Extract every line of the records below and reproduce each one verbatim, keeping the original order.

* Begin Supplied material *

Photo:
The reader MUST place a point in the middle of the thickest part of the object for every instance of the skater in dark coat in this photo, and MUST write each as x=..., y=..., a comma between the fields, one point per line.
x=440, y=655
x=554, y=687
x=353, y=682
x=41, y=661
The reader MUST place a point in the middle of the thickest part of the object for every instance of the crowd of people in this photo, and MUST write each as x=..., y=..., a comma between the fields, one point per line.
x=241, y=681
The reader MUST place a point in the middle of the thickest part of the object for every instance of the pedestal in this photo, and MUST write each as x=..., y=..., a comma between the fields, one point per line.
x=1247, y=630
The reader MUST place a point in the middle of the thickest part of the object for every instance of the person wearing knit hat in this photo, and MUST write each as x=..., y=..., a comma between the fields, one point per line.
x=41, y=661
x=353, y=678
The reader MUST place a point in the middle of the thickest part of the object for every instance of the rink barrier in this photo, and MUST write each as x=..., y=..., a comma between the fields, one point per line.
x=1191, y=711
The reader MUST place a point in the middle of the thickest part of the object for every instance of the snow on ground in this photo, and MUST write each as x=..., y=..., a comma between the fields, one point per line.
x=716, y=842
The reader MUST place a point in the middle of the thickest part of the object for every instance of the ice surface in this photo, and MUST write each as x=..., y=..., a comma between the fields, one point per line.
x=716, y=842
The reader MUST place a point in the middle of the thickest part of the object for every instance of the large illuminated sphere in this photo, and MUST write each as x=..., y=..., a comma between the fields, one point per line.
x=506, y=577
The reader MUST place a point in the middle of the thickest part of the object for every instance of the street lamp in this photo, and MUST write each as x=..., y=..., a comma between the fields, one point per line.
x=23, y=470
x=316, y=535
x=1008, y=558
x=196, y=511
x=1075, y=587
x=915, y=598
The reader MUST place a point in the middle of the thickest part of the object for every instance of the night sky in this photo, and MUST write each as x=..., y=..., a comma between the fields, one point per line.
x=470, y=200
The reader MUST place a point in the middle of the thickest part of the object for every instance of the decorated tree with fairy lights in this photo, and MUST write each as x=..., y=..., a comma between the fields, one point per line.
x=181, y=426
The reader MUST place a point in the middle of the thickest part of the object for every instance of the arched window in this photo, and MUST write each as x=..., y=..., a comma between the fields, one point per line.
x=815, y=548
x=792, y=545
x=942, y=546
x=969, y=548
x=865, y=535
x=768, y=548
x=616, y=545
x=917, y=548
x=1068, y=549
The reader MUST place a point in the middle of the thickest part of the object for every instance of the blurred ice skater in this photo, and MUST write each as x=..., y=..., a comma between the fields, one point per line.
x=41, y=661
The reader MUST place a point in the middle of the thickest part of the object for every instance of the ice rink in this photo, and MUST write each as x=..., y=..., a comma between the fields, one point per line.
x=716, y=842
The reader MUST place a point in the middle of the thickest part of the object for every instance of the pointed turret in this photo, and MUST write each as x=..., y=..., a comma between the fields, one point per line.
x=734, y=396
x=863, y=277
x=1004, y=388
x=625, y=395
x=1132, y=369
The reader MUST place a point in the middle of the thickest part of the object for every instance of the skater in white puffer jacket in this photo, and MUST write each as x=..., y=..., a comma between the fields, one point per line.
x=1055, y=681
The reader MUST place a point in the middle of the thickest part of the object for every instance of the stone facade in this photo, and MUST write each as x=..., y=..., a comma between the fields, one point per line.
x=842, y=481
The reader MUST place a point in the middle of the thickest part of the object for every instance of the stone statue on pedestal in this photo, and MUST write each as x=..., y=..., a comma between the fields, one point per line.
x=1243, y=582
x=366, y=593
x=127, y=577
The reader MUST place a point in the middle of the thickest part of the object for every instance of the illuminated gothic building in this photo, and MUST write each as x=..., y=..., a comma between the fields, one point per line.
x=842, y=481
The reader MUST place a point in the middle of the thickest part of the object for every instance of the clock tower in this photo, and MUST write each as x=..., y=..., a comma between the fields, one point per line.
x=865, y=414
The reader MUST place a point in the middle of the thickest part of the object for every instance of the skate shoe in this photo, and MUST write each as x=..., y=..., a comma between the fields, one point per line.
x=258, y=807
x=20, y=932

* End Supplied material *

Expected output:
Photo:
The reader MUST place a point in the middle of the thickest part of the object for every instance of the skater in dark coat in this photo, and MUST write each as x=..., y=..., a comma between the fields, one point per line.
x=440, y=655
x=554, y=687
x=353, y=682
x=41, y=661
The reader MUST place a point in the middle of the thickest part of the object for every instance of the crowd of people in this photo, and MUST write each as x=..., y=..., a comma between the fields, one point per line.
x=241, y=681
The reader MUST place a point in the middle of the thickest part of the object for every instance of the pedestal in this photo, and MUST write each as x=..., y=..., a comma between the fields, one point per line.
x=1247, y=630
The reader MUST place a point in the middle of the thickest part of the object for every instance of the person wearing knit hat in this photo, and MUST write each as x=..., y=..., a comma between the fields, one point per line.
x=41, y=661
x=353, y=678
The reader MUST place a point in the middle of the thickest part of the object for every instance of the rink barrier in this photo, and MUST write each as x=..., y=..., a comma between the fields, one point per line.
x=1191, y=711
The reader MUST place a point in the middle of the thickest part of the object for every instance of the snow on ground in this photo, and MUST write each as x=..., y=..., a comma between the fields, one point per line.
x=716, y=842
The reader MUST place a point in the middle of the thickest part of the object for every instance of the ice surface in this photo, and MUST write each as x=..., y=..., a comma between the fields, one point per line.
x=716, y=842
The reader MUST place a point in the middle of the thickest part of the object for every instance of the large illuminated sphere in this photo, and MUST write each as x=..., y=..., a comma between the fields, one point per line.
x=506, y=577
The reader MUST place a point in the middle of the thickest part of the object for every instance of the street lamp in this photo, and MUST write each as x=..., y=..., a comma between the fields, one point per line.
x=23, y=470
x=316, y=535
x=1008, y=558
x=196, y=511
x=1075, y=587
x=915, y=598
The reader MUST place a point in the middle of the thickest part of the object for every instance of the night sky in this photo, and MUST write each as x=..., y=..., a comma between the fields, one point per line.
x=470, y=200
The reader MUST place a point in the middle of the thickest part of the object for every instance of the decorated tree with fairy lights in this photo, and MUST write each as x=..., y=..., a comma between the fields, one point per line.
x=181, y=426
The reader MUST place a point in the middle of the thickest part of the object for every instance of the arched window in this photo, and MUST write each as x=..., y=..., a comma between the fields, one point per line.
x=815, y=548
x=792, y=545
x=942, y=546
x=969, y=548
x=865, y=535
x=768, y=548
x=616, y=545
x=917, y=548
x=1068, y=549
The reader MUST place a point in the middle of the thickest part of the object for every instance of the blurred ice skater in this photo, and MUST write each as x=..., y=..., a comma between the fields, one point per line.
x=41, y=661
The reader MUST place a point in the middle of the thickest part of the object for every instance of the ice rink in this photo, and MUST write each as x=..., y=..., a comma between the fields, one point per line.
x=716, y=842
The reader MUST place a point in the middle of the thickest part of the object for every instance of the pointed turret in this photo, and MUST write each as x=..., y=..., a comma between the fields, one point per line.
x=734, y=396
x=863, y=277
x=1004, y=388
x=625, y=395
x=1132, y=369
The reader MUST place a point in the middle of the thickest part of the object for every instance of the skater in white puffer jacket in this photo, and MUST write each as x=..., y=..., a comma between the fields, one point per line.
x=1055, y=681
The reader MUST place a point in the middle of the thickest part of the object for every instance of the stone facade in this photo, and MUST write each as x=..., y=..., a comma between the fields, one point per line.
x=842, y=481
The reader MUST place a point in the middle of the thickest part of the object for every instance of the stone statue on pedestal in this photo, and MUST write each as x=..., y=..., a comma between the fields, one point per line.
x=1243, y=582
x=366, y=593
x=127, y=577
The reader MUST place a point in the middle of the thickest part of the object for every instance of the illuminated gothic building in this photo, and MUST write each as x=..., y=..., a comma between the fields, one point per line.
x=842, y=481
The reader MUST place a point in the middle of the thickest part of the object for every instance of the clock tower in this photo, and MUST write each as x=..., y=..., a comma between the fields, one point per line.
x=865, y=414
The reader MUST place a point in the middle of the thickest part of the object for every instance of the skate shoe in this photo, and MUST write each as x=..., y=..., a comma between the fields, one point per line.
x=258, y=807
x=20, y=932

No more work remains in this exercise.